> SUPPLIED MATERIAL:
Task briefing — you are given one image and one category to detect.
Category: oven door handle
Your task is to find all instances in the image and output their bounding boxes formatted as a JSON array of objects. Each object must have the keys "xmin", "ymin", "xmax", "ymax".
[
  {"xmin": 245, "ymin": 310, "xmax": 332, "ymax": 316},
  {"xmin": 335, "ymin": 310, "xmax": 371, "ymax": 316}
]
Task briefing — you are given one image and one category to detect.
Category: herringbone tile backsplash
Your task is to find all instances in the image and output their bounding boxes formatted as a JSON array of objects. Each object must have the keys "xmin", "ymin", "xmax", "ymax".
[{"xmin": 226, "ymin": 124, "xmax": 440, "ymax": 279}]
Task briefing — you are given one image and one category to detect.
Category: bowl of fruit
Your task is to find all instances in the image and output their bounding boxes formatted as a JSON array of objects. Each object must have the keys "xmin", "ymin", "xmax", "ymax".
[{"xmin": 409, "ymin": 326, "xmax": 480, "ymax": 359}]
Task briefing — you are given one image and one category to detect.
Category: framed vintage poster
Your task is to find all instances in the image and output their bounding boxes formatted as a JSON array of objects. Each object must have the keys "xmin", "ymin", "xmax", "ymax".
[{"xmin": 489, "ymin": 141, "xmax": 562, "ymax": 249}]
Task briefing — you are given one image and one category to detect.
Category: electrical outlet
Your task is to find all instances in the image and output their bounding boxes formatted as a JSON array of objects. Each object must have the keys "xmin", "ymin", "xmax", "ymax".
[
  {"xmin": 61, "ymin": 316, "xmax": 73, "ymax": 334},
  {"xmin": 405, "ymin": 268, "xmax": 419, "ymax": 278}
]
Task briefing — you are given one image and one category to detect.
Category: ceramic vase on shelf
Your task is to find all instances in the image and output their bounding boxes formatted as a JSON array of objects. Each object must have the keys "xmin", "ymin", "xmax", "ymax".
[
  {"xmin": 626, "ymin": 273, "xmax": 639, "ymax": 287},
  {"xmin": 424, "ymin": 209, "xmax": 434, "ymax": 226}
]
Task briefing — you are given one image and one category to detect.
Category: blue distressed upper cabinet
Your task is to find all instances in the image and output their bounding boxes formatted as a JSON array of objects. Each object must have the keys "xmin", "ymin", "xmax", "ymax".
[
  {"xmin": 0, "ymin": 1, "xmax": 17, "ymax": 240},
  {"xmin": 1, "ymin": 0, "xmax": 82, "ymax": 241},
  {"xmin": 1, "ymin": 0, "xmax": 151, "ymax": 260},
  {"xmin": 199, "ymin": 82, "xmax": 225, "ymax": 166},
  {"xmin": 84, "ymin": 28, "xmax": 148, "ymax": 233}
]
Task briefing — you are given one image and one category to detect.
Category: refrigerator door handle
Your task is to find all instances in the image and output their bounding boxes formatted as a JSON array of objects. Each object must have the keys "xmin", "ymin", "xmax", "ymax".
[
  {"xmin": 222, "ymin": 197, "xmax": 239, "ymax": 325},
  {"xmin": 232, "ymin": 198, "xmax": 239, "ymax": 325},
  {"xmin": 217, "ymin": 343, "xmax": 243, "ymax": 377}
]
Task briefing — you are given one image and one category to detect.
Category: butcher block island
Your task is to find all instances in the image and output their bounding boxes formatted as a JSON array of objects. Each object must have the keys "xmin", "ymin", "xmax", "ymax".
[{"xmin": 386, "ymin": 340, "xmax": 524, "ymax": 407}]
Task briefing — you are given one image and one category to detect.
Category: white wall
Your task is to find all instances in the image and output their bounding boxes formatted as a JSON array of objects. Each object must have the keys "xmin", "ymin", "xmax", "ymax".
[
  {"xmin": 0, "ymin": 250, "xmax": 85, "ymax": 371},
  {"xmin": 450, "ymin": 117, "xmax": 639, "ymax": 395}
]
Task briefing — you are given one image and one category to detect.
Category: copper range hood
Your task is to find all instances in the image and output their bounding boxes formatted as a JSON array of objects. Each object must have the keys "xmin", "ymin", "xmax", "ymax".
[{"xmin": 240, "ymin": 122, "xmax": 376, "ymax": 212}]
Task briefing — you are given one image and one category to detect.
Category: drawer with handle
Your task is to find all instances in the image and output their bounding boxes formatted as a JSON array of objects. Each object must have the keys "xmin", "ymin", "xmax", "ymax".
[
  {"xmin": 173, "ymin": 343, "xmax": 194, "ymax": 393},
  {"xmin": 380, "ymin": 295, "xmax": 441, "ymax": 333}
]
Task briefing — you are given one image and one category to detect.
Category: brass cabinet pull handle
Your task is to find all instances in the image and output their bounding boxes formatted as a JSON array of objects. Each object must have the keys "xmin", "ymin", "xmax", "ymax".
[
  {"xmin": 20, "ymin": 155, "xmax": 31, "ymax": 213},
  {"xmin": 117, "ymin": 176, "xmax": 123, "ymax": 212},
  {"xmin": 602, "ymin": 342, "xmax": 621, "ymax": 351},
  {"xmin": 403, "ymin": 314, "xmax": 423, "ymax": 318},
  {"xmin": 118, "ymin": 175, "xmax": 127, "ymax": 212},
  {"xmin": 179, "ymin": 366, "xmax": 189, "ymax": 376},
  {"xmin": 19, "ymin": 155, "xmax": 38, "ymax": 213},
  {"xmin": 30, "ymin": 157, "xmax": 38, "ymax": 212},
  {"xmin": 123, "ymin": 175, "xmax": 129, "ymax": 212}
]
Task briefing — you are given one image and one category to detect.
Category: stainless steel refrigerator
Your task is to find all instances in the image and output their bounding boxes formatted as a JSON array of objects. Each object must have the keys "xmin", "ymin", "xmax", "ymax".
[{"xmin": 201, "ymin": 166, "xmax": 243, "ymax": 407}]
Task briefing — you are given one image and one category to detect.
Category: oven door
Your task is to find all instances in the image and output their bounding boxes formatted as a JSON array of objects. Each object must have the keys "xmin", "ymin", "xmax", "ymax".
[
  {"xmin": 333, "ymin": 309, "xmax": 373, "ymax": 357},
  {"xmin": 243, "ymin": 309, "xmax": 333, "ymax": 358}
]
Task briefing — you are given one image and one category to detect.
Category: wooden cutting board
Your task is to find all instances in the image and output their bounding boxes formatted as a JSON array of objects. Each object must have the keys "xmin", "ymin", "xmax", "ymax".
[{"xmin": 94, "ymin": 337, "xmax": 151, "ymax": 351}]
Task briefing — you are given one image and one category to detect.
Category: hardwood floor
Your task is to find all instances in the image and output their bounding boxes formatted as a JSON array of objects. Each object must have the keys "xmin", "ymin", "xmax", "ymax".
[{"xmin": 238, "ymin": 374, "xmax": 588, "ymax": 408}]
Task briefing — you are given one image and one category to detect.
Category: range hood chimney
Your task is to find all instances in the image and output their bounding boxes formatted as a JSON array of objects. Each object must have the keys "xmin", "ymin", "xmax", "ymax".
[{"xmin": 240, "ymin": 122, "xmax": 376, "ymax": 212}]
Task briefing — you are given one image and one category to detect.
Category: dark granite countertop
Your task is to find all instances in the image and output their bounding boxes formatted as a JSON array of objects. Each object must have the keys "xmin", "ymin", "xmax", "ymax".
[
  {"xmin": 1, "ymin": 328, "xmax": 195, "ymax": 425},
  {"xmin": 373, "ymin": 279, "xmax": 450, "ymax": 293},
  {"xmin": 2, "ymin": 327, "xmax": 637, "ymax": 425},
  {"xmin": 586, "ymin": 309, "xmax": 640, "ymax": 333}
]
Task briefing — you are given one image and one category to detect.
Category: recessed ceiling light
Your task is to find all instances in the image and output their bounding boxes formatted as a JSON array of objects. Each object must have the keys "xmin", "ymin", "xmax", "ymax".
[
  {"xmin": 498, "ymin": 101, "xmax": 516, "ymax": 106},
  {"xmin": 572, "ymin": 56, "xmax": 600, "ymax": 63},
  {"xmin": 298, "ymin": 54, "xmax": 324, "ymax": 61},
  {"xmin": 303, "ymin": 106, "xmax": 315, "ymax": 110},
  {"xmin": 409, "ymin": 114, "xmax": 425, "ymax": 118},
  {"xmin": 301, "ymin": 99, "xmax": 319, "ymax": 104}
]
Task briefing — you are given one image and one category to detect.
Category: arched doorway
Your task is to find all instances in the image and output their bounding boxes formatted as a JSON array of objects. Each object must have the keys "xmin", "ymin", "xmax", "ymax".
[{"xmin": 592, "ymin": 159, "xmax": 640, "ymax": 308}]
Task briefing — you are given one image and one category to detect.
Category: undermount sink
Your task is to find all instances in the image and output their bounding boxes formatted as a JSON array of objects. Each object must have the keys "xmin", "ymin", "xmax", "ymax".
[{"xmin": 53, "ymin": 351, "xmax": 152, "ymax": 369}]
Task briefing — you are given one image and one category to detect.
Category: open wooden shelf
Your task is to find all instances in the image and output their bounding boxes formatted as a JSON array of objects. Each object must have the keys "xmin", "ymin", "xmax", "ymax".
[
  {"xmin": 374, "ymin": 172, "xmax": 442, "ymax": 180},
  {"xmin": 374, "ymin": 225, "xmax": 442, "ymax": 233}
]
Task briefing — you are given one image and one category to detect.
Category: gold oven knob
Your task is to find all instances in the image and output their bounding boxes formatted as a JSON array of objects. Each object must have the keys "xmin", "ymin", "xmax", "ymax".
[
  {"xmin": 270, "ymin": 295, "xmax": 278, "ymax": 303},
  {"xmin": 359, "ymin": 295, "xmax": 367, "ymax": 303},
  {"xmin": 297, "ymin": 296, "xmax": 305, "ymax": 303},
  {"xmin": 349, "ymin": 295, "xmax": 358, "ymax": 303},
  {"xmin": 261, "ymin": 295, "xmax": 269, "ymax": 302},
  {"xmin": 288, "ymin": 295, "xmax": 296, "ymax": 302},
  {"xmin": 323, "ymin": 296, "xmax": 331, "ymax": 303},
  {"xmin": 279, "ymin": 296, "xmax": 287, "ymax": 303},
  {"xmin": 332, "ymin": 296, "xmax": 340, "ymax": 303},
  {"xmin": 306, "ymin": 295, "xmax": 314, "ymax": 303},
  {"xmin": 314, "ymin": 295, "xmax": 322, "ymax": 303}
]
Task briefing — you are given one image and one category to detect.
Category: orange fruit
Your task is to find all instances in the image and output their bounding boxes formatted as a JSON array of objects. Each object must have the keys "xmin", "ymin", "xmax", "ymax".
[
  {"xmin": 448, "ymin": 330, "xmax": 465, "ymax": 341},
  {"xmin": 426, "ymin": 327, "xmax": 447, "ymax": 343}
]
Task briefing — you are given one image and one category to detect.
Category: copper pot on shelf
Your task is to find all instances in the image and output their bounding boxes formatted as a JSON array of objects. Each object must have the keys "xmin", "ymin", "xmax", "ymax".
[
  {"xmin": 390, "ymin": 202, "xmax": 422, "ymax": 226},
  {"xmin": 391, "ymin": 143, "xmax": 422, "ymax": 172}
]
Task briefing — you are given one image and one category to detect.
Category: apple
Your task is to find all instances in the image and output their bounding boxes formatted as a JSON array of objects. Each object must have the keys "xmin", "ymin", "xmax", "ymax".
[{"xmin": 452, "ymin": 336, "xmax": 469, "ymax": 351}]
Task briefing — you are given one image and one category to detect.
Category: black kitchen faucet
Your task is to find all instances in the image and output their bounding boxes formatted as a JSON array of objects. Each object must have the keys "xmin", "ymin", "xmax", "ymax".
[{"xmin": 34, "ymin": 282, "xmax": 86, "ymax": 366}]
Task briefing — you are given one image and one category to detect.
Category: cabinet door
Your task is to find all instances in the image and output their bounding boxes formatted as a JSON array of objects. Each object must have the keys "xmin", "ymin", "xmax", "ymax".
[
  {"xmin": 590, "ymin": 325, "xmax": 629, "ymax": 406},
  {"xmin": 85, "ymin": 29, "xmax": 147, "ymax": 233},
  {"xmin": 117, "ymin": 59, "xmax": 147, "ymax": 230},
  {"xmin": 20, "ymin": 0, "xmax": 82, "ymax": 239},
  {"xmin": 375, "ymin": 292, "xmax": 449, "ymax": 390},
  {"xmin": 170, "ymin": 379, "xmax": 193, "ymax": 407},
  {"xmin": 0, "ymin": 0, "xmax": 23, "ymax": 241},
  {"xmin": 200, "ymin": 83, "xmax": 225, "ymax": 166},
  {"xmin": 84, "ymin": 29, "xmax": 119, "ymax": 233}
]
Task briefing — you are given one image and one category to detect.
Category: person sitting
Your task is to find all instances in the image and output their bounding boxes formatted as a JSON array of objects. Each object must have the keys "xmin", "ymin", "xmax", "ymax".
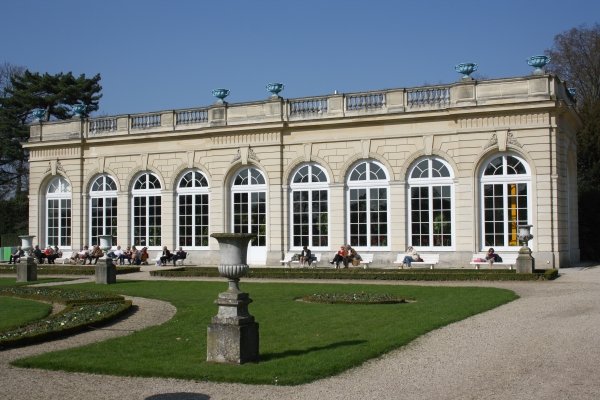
[
  {"xmin": 171, "ymin": 247, "xmax": 187, "ymax": 266},
  {"xmin": 159, "ymin": 246, "xmax": 172, "ymax": 266},
  {"xmin": 485, "ymin": 247, "xmax": 502, "ymax": 265},
  {"xmin": 401, "ymin": 246, "xmax": 420, "ymax": 269},
  {"xmin": 299, "ymin": 245, "xmax": 312, "ymax": 267},
  {"xmin": 132, "ymin": 246, "xmax": 142, "ymax": 265},
  {"xmin": 109, "ymin": 245, "xmax": 122, "ymax": 261},
  {"xmin": 33, "ymin": 245, "xmax": 45, "ymax": 264},
  {"xmin": 8, "ymin": 246, "xmax": 24, "ymax": 264},
  {"xmin": 53, "ymin": 246, "xmax": 62, "ymax": 260},
  {"xmin": 346, "ymin": 246, "xmax": 362, "ymax": 267},
  {"xmin": 78, "ymin": 246, "xmax": 90, "ymax": 264},
  {"xmin": 138, "ymin": 247, "xmax": 149, "ymax": 265},
  {"xmin": 44, "ymin": 246, "xmax": 57, "ymax": 264},
  {"xmin": 70, "ymin": 251, "xmax": 80, "ymax": 264},
  {"xmin": 119, "ymin": 246, "xmax": 133, "ymax": 265},
  {"xmin": 88, "ymin": 245, "xmax": 104, "ymax": 265},
  {"xmin": 330, "ymin": 246, "xmax": 348, "ymax": 269}
]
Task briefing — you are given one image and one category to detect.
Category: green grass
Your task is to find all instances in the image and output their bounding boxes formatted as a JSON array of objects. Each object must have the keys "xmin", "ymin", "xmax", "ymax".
[
  {"xmin": 12, "ymin": 280, "xmax": 518, "ymax": 385},
  {"xmin": 0, "ymin": 297, "xmax": 52, "ymax": 331}
]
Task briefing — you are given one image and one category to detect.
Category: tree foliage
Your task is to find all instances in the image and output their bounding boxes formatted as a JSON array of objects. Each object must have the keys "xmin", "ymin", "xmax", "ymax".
[
  {"xmin": 0, "ymin": 66, "xmax": 102, "ymax": 238},
  {"xmin": 546, "ymin": 24, "xmax": 600, "ymax": 260}
]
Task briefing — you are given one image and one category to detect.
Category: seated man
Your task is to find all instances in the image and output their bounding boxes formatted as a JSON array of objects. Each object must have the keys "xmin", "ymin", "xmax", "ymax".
[
  {"xmin": 159, "ymin": 246, "xmax": 172, "ymax": 266},
  {"xmin": 8, "ymin": 246, "xmax": 25, "ymax": 264},
  {"xmin": 33, "ymin": 245, "xmax": 45, "ymax": 264},
  {"xmin": 78, "ymin": 245, "xmax": 90, "ymax": 264},
  {"xmin": 171, "ymin": 247, "xmax": 187, "ymax": 266}
]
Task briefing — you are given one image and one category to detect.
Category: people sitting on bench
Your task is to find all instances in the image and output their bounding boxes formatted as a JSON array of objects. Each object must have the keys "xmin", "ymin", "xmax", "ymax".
[
  {"xmin": 87, "ymin": 245, "xmax": 104, "ymax": 264},
  {"xmin": 33, "ymin": 245, "xmax": 46, "ymax": 264},
  {"xmin": 485, "ymin": 247, "xmax": 502, "ymax": 264},
  {"xmin": 330, "ymin": 245, "xmax": 348, "ymax": 268}
]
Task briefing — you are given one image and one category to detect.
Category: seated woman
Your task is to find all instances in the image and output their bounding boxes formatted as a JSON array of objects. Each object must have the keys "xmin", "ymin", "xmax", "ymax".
[
  {"xmin": 485, "ymin": 247, "xmax": 502, "ymax": 264},
  {"xmin": 299, "ymin": 245, "xmax": 312, "ymax": 267},
  {"xmin": 88, "ymin": 245, "xmax": 104, "ymax": 265},
  {"xmin": 119, "ymin": 246, "xmax": 133, "ymax": 265},
  {"xmin": 329, "ymin": 246, "xmax": 348, "ymax": 269},
  {"xmin": 139, "ymin": 247, "xmax": 149, "ymax": 265},
  {"xmin": 346, "ymin": 246, "xmax": 362, "ymax": 267},
  {"xmin": 44, "ymin": 246, "xmax": 57, "ymax": 264},
  {"xmin": 401, "ymin": 246, "xmax": 420, "ymax": 269}
]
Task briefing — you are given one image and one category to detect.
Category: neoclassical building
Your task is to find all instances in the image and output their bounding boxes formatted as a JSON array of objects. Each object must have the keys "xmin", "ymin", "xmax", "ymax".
[{"xmin": 25, "ymin": 74, "xmax": 580, "ymax": 268}]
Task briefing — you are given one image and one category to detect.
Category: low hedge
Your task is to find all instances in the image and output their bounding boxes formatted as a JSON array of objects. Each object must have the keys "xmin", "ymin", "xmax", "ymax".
[
  {"xmin": 150, "ymin": 267, "xmax": 551, "ymax": 281},
  {"xmin": 0, "ymin": 287, "xmax": 132, "ymax": 349},
  {"xmin": 0, "ymin": 265, "xmax": 140, "ymax": 275}
]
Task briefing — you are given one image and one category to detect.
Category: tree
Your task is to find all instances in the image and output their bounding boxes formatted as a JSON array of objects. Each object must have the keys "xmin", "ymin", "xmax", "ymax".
[
  {"xmin": 546, "ymin": 24, "xmax": 600, "ymax": 260},
  {"xmin": 0, "ymin": 67, "xmax": 102, "ymax": 237}
]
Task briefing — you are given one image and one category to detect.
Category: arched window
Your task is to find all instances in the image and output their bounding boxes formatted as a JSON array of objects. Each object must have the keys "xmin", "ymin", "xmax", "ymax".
[
  {"xmin": 347, "ymin": 160, "xmax": 389, "ymax": 248},
  {"xmin": 408, "ymin": 157, "xmax": 454, "ymax": 248},
  {"xmin": 231, "ymin": 167, "xmax": 267, "ymax": 246},
  {"xmin": 46, "ymin": 176, "xmax": 71, "ymax": 247},
  {"xmin": 290, "ymin": 164, "xmax": 329, "ymax": 248},
  {"xmin": 177, "ymin": 170, "xmax": 209, "ymax": 248},
  {"xmin": 89, "ymin": 175, "xmax": 118, "ymax": 246},
  {"xmin": 480, "ymin": 154, "xmax": 531, "ymax": 249},
  {"xmin": 131, "ymin": 172, "xmax": 162, "ymax": 248}
]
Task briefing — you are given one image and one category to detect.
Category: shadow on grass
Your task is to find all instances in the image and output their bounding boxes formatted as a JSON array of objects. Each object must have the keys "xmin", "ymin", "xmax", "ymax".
[{"xmin": 260, "ymin": 339, "xmax": 367, "ymax": 361}]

> PROBLEM TO SOLVE: Although the records above contain pictures, the copy should not; retype exactly the lines from the one containing "Category: cabinet door" through the one containing "Category: green grass".

> RESULT OF THE EXERCISE:
Category: cabinet door
Your task is to find all instances in the image and output their bounding boxes formatted as a JSON array of objects. Each object must have the keys "xmin", "ymin", "xmax", "ymax".
[
  {"xmin": 590, "ymin": 325, "xmax": 629, "ymax": 406},
  {"xmin": 85, "ymin": 29, "xmax": 147, "ymax": 233},
  {"xmin": 117, "ymin": 59, "xmax": 147, "ymax": 230},
  {"xmin": 20, "ymin": 0, "xmax": 82, "ymax": 239},
  {"xmin": 375, "ymin": 292, "xmax": 449, "ymax": 390},
  {"xmin": 170, "ymin": 379, "xmax": 193, "ymax": 407},
  {"xmin": 0, "ymin": 0, "xmax": 23, "ymax": 241},
  {"xmin": 200, "ymin": 83, "xmax": 225, "ymax": 166},
  {"xmin": 84, "ymin": 29, "xmax": 119, "ymax": 233}
]
Task briefing — you are given one image and one category to detect.
Category: person sitting
Your task is to find all instances in the image and output their bounding boxes formatted as a JSON array of objects. Each object must have the keys "xmin", "ymin", "xmax", "ymax".
[
  {"xmin": 171, "ymin": 247, "xmax": 187, "ymax": 266},
  {"xmin": 159, "ymin": 246, "xmax": 172, "ymax": 266},
  {"xmin": 485, "ymin": 247, "xmax": 502, "ymax": 265},
  {"xmin": 401, "ymin": 246, "xmax": 420, "ymax": 269},
  {"xmin": 299, "ymin": 245, "xmax": 312, "ymax": 267},
  {"xmin": 132, "ymin": 246, "xmax": 142, "ymax": 265},
  {"xmin": 109, "ymin": 245, "xmax": 122, "ymax": 261},
  {"xmin": 33, "ymin": 245, "xmax": 45, "ymax": 264},
  {"xmin": 8, "ymin": 246, "xmax": 24, "ymax": 264},
  {"xmin": 53, "ymin": 246, "xmax": 62, "ymax": 260},
  {"xmin": 346, "ymin": 246, "xmax": 362, "ymax": 267},
  {"xmin": 78, "ymin": 246, "xmax": 90, "ymax": 264},
  {"xmin": 138, "ymin": 247, "xmax": 149, "ymax": 265},
  {"xmin": 44, "ymin": 246, "xmax": 57, "ymax": 264},
  {"xmin": 70, "ymin": 251, "xmax": 80, "ymax": 264},
  {"xmin": 119, "ymin": 246, "xmax": 133, "ymax": 265},
  {"xmin": 88, "ymin": 245, "xmax": 104, "ymax": 265},
  {"xmin": 330, "ymin": 246, "xmax": 348, "ymax": 269}
]
Task briefing — you are given one image and one category to detect.
Category: green grass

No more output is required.